§ **Challenge**: Rewrite the rows below, replacing "Indicate every instance" with "Mark each instance" wherever it occurs and leaving everything else unchanged.

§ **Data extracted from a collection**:
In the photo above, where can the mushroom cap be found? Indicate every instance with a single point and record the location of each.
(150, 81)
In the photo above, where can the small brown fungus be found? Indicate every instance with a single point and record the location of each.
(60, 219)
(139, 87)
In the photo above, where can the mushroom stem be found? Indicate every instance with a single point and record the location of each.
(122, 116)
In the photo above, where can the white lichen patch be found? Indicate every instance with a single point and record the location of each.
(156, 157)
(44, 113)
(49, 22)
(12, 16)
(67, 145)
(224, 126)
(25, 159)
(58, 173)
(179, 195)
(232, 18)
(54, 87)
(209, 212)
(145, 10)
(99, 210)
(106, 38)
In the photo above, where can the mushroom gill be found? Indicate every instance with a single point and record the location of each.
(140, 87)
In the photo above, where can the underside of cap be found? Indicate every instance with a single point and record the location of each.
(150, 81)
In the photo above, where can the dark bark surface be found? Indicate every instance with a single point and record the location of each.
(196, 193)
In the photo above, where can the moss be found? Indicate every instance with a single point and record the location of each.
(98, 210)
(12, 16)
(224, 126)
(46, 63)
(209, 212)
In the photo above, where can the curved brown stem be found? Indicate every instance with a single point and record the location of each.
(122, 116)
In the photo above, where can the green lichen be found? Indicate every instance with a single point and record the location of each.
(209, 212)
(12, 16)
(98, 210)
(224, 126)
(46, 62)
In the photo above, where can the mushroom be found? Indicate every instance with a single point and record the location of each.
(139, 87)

§ **Final result**:
In the photo above, where can the mushroom cap be found? Mark each instance with a single point and record the location of each.
(150, 81)
In the photo above, where can the small brown fungus be found? Mark each instance with a single point and record the location of each.
(60, 219)
(139, 87)
In the photo above, where can the mushroom stem be found? Mark each instance with a single point and record the location of each.
(122, 116)
In the photo above, where can the white lichen patch be found? Mark each instance with a single point and record the location of each.
(156, 157)
(44, 113)
(49, 22)
(12, 16)
(67, 145)
(224, 126)
(25, 159)
(58, 173)
(179, 195)
(232, 18)
(54, 87)
(209, 212)
(145, 10)
(99, 210)
(106, 38)
In the photo above, where can the mushroom gill be found? Mark each instance with a single point and record the location of each.
(140, 87)
In the photo above, where can the underside of cap be found? Mark each instance with a single point and record the location of each.
(150, 81)
In the photo above, where can the dark bark surface be found? Mark each instance with a single point and record the location of each.
(196, 193)
In the photo above, where can the moss be found? Mark each instance with a single point and record the location of each.
(98, 210)
(12, 16)
(224, 126)
(46, 63)
(209, 212)
In the photo above, where can the curved brown stem be found? Mark each instance with a single point and record the location of each.
(122, 116)
In the photo above, where can the green lichen be found? Mark each instance with a single point and record the location of each.
(209, 212)
(12, 16)
(98, 210)
(224, 126)
(46, 62)
In the photo above, where can the mushroom be found? Mark each instance with a single point and record the location of each.
(139, 87)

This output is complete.